[Polygon annotations for photos]
[Start]

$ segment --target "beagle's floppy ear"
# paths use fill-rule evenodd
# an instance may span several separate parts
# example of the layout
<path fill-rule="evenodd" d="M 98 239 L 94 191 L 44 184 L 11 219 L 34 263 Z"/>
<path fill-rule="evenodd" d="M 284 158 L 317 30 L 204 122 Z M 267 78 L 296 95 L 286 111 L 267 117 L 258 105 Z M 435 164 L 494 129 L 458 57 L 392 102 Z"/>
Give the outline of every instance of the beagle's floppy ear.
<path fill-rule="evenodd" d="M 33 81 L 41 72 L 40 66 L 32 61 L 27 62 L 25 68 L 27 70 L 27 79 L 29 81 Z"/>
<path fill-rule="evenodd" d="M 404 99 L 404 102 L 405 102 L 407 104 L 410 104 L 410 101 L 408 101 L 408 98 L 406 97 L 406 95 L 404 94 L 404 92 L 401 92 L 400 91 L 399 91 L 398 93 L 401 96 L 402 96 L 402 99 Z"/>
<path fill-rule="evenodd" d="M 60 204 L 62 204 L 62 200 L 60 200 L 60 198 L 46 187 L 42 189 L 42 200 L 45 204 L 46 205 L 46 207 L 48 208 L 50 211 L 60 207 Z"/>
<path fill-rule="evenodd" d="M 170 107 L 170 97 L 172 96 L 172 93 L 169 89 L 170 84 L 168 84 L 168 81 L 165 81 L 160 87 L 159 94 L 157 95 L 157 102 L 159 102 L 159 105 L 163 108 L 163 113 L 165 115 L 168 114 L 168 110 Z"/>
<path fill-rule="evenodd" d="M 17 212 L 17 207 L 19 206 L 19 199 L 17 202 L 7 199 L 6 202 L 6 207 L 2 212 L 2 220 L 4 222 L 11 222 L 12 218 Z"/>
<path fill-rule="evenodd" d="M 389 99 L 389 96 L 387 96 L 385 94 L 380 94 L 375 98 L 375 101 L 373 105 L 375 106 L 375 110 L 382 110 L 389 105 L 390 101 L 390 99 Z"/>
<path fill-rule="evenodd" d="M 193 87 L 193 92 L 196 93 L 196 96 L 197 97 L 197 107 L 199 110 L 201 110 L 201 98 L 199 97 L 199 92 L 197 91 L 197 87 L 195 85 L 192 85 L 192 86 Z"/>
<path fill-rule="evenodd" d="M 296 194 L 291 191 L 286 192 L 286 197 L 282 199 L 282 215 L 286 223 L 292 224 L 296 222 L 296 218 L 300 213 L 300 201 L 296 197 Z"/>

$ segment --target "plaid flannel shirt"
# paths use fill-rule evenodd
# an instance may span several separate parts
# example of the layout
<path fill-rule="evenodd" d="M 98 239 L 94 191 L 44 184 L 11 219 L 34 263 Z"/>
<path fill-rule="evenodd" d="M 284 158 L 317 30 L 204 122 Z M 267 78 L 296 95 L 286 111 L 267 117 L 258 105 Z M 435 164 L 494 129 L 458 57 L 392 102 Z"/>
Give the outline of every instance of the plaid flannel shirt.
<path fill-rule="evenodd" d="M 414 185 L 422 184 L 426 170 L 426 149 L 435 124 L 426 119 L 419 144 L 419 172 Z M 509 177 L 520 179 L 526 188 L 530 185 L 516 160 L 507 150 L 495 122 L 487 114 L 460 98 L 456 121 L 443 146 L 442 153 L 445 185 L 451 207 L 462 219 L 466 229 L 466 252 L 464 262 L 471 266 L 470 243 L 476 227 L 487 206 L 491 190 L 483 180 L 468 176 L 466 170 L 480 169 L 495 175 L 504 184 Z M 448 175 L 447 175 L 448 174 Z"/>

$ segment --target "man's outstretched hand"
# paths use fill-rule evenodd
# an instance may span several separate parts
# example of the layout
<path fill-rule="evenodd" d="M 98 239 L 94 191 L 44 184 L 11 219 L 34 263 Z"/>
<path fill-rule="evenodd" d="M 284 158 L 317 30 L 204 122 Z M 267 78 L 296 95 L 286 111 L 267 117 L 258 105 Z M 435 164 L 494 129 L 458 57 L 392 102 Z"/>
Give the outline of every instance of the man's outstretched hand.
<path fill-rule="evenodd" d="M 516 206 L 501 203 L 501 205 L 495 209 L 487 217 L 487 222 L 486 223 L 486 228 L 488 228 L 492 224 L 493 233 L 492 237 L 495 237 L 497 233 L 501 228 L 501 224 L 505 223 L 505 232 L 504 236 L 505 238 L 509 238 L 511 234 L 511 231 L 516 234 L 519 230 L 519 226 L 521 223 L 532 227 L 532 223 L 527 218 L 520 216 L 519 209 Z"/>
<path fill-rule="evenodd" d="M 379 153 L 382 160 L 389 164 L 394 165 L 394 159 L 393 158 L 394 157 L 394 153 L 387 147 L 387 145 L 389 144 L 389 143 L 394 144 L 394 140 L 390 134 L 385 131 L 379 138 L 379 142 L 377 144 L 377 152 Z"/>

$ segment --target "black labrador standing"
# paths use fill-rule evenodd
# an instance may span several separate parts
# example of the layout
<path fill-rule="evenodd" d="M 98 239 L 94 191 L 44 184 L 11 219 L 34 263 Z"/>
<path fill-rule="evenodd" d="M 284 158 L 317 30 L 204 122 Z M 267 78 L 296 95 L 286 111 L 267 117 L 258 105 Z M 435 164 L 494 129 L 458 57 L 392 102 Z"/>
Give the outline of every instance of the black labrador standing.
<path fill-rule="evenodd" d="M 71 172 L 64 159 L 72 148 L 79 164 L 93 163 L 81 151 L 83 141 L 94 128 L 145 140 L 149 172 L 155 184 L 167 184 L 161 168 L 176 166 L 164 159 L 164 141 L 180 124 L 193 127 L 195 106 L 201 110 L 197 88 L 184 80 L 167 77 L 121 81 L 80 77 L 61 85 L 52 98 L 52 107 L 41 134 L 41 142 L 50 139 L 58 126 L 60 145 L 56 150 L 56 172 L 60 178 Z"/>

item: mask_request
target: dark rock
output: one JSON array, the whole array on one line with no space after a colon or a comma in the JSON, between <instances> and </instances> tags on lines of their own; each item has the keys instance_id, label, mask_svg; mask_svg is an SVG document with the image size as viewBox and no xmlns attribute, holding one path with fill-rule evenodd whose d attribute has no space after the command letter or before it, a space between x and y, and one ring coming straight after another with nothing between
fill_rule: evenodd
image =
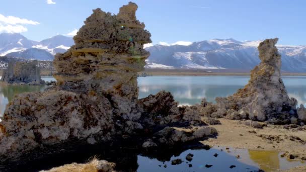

[End]

Print the items verbatim from their first line up to and including the line with "Give the outline of every instance of the beagle's".

▶ [SOLUTION TO THIS EXERCISE]
$ segment --target "beagle's floppy ear"
# paths use fill-rule evenodd
# an instance may span several separate parts
# example of the layout
<path fill-rule="evenodd" d="M 98 239 L 94 191 L 44 184 L 11 219 L 34 263 Z"/>
<path fill-rule="evenodd" d="M 284 158 L 317 30 L 204 122 Z M 267 78 L 296 95 L 286 111 L 267 117 L 258 105 Z M 435 164 L 494 129 L 458 57 L 392 102 Z"/>
Give the outline of every instance of the beagle's floppy ear.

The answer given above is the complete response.